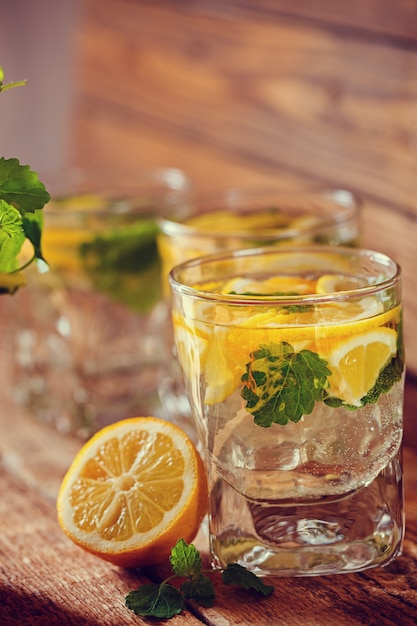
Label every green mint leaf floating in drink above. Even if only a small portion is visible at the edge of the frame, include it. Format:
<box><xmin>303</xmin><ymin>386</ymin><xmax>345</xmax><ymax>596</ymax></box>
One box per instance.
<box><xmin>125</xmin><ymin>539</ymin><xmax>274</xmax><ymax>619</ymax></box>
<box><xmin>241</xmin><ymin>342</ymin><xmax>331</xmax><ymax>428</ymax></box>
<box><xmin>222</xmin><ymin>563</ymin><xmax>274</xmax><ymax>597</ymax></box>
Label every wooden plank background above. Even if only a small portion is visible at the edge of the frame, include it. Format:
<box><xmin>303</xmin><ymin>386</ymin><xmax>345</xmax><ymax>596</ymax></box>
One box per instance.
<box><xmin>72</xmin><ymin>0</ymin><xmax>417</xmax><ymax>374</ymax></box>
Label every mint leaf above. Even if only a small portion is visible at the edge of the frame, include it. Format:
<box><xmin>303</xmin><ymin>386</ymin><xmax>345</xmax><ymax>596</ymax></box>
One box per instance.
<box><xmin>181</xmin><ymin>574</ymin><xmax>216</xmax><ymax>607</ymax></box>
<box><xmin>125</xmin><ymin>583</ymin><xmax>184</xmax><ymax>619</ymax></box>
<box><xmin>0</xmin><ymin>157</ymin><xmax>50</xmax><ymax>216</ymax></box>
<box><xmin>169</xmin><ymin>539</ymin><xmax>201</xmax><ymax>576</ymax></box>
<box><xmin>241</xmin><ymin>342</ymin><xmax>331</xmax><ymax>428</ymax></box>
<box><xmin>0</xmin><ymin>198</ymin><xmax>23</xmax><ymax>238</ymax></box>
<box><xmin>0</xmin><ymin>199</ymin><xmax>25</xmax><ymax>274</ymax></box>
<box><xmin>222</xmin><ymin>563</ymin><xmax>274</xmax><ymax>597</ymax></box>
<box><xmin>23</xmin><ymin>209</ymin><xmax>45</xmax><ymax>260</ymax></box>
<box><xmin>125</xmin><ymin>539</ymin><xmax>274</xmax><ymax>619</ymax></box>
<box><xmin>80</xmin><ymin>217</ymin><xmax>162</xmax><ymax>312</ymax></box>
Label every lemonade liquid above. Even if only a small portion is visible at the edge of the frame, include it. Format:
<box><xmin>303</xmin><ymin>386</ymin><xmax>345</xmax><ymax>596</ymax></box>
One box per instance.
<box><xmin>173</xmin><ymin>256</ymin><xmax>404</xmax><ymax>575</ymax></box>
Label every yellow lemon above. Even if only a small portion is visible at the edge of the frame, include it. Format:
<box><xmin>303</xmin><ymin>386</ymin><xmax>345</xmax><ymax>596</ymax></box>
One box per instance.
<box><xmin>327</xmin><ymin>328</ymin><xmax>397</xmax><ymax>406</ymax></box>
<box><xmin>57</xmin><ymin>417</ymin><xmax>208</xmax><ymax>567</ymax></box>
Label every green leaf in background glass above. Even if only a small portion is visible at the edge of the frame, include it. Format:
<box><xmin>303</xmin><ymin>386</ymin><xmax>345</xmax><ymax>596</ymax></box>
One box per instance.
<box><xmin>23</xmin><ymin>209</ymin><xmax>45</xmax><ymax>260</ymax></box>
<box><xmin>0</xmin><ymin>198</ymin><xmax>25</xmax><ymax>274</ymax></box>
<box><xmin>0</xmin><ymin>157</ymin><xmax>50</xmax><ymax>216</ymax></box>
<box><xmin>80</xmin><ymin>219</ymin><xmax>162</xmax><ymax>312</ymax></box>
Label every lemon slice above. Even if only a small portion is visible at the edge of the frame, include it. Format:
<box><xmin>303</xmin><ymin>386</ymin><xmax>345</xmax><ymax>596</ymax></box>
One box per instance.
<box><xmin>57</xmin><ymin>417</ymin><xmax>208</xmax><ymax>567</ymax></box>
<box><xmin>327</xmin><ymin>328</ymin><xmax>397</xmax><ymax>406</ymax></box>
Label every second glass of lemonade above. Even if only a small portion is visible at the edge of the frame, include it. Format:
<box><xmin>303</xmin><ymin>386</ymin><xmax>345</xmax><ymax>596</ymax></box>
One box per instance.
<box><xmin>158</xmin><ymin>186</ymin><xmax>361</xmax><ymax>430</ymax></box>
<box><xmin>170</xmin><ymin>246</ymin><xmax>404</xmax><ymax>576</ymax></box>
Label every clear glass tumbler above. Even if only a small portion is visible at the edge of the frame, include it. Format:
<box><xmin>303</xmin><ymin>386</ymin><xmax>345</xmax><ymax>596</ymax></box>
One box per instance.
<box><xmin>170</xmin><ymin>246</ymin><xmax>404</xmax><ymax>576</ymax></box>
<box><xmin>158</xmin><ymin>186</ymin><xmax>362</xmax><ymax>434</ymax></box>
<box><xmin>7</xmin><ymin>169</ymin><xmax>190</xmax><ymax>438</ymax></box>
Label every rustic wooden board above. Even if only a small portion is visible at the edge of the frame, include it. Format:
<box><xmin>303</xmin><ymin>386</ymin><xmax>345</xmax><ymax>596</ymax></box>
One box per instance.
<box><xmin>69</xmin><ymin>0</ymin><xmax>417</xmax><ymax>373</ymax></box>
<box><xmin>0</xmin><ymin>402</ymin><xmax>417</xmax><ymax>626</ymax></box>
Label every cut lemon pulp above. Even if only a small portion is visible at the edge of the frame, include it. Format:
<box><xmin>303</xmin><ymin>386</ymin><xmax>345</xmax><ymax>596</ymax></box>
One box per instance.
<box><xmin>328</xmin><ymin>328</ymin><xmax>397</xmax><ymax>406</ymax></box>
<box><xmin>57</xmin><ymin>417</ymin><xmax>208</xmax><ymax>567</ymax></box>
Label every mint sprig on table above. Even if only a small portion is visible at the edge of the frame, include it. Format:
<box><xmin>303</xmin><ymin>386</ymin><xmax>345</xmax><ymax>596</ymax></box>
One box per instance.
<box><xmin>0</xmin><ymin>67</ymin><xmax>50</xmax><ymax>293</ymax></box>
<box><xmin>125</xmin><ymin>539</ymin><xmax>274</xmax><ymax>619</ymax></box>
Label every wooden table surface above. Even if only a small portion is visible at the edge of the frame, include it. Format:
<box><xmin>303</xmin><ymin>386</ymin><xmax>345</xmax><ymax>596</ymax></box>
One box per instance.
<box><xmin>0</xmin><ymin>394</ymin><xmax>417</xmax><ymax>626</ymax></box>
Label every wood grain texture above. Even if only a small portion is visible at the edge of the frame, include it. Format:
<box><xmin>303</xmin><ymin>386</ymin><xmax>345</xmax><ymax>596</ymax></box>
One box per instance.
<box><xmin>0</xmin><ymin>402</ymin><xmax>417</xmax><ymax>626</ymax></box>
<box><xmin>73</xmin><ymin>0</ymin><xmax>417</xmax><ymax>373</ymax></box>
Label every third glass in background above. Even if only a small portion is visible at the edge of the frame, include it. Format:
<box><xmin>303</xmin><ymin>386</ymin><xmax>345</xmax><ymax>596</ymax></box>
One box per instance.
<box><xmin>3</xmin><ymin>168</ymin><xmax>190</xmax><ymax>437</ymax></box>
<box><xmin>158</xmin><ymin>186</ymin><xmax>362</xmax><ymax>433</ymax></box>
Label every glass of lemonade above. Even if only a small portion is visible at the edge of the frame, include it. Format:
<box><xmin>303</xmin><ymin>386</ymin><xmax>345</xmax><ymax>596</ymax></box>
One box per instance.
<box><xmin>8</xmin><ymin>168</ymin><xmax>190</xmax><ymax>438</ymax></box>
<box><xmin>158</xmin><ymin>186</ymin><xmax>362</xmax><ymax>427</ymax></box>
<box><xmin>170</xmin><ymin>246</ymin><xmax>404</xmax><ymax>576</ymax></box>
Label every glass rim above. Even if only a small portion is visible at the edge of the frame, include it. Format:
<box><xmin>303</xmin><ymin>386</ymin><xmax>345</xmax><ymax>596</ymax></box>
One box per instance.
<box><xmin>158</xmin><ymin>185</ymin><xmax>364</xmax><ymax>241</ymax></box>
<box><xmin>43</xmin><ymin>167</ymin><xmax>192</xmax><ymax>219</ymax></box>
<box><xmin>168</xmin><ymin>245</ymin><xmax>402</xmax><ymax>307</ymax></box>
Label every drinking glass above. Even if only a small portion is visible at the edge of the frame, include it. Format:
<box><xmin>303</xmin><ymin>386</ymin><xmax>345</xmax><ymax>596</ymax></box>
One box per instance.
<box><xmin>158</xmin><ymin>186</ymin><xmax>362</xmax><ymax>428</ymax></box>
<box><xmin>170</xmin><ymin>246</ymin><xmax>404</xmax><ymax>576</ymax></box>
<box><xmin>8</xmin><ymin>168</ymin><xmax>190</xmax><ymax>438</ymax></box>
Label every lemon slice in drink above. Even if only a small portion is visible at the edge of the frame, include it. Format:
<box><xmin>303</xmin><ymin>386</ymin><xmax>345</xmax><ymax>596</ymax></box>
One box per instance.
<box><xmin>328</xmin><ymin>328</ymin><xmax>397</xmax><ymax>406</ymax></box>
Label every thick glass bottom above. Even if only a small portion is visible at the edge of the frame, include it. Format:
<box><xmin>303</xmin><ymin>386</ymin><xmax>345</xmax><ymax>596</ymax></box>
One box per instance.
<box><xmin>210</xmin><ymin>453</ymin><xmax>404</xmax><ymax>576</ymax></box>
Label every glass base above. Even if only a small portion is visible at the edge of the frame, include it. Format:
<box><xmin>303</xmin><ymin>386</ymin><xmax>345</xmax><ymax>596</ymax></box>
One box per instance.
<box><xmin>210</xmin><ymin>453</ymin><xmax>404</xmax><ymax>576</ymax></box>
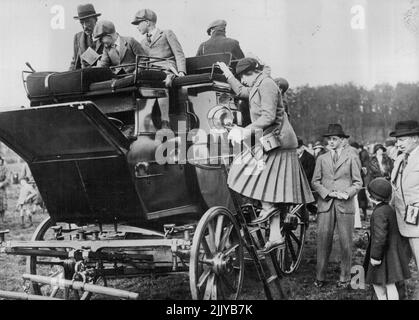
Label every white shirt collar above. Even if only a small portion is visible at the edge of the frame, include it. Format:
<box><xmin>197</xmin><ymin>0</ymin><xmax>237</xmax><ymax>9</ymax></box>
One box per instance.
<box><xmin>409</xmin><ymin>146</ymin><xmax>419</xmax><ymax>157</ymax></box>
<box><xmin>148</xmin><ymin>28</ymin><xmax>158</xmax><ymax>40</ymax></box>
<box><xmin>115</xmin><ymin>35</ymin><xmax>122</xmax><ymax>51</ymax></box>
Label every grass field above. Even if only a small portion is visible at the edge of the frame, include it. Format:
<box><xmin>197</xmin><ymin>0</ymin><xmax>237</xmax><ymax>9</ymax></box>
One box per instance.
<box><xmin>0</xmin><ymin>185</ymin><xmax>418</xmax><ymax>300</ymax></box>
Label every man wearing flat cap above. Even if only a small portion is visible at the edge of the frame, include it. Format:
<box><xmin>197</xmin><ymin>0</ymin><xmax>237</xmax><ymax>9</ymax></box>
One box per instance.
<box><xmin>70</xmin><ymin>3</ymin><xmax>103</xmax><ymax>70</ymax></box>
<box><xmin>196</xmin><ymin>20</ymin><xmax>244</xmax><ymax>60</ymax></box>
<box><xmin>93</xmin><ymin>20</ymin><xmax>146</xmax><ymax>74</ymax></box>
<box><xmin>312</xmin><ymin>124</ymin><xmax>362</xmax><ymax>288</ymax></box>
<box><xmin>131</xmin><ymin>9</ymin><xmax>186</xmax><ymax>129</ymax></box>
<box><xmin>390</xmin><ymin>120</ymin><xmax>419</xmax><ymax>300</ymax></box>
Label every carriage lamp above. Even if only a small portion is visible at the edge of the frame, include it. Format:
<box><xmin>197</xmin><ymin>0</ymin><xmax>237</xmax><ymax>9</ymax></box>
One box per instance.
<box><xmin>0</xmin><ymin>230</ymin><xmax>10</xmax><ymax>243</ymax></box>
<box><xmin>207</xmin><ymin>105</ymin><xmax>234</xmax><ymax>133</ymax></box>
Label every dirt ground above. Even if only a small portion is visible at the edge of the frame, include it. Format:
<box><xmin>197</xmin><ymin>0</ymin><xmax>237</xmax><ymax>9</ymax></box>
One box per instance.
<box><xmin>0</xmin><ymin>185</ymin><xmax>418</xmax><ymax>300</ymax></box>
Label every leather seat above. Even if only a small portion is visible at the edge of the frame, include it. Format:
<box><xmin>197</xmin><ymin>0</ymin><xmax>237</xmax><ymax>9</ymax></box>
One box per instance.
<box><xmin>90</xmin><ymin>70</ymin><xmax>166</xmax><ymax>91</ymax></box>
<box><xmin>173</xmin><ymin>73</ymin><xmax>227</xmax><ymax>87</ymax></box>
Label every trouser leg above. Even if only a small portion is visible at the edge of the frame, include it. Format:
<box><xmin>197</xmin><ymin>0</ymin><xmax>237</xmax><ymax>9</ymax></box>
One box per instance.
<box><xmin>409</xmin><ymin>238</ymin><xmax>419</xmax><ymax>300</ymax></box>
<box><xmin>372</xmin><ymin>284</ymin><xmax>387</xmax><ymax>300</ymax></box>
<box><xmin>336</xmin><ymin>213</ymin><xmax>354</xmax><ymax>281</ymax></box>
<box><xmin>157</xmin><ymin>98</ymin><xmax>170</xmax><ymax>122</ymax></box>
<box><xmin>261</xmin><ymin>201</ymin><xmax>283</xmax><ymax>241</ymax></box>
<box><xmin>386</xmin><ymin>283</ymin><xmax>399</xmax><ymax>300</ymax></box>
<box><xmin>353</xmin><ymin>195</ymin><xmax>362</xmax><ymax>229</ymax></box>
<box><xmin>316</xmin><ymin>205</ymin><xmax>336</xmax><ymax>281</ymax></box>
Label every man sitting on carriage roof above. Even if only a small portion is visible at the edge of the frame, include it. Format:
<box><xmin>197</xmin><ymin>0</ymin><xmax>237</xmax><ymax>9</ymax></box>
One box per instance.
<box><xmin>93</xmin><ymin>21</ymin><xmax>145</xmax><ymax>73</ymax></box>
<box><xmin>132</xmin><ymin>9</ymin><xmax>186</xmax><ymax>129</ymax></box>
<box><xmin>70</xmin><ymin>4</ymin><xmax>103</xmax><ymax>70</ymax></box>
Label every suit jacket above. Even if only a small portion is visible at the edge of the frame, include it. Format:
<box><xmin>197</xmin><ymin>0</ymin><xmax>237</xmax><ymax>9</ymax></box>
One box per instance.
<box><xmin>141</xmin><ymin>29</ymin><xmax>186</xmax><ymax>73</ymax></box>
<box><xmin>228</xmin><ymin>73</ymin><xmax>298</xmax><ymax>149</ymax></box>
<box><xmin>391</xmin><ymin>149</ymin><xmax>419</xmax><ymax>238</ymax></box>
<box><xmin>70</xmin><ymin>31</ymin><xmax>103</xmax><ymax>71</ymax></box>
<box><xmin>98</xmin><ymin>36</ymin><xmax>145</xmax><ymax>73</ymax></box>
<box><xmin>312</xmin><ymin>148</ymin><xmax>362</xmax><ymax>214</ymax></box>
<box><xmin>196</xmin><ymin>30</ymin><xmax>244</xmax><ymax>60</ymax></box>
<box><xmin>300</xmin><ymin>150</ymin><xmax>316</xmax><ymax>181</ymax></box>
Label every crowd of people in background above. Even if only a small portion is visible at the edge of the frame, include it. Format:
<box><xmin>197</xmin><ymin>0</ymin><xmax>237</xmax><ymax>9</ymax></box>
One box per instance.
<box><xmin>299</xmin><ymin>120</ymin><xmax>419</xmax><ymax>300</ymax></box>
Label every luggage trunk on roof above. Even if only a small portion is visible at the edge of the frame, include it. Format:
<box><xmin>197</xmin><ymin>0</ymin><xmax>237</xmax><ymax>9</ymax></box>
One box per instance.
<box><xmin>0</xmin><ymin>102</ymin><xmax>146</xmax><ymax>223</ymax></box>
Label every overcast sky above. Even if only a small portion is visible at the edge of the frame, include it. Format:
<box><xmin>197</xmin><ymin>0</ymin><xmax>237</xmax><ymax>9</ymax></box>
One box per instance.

### Brief
Recast the lines from the one containing "Label every luggage" through the end of the listing as a numbered list, leaving out any blank lines.

### Written solution
1. Label every luggage trunk on roof above. Even if only a small portion is visible at the edge of the frame, include it. Format:
2. <box><xmin>197</xmin><ymin>0</ymin><xmax>237</xmax><ymax>9</ymax></box>
3. One box per instance.
4. <box><xmin>0</xmin><ymin>102</ymin><xmax>146</xmax><ymax>223</ymax></box>
5. Label every overcast sky above. Even if only a small portion is visible at the edge of the frame, include it. Format:
6. <box><xmin>197</xmin><ymin>0</ymin><xmax>237</xmax><ymax>9</ymax></box>
7. One box per instance.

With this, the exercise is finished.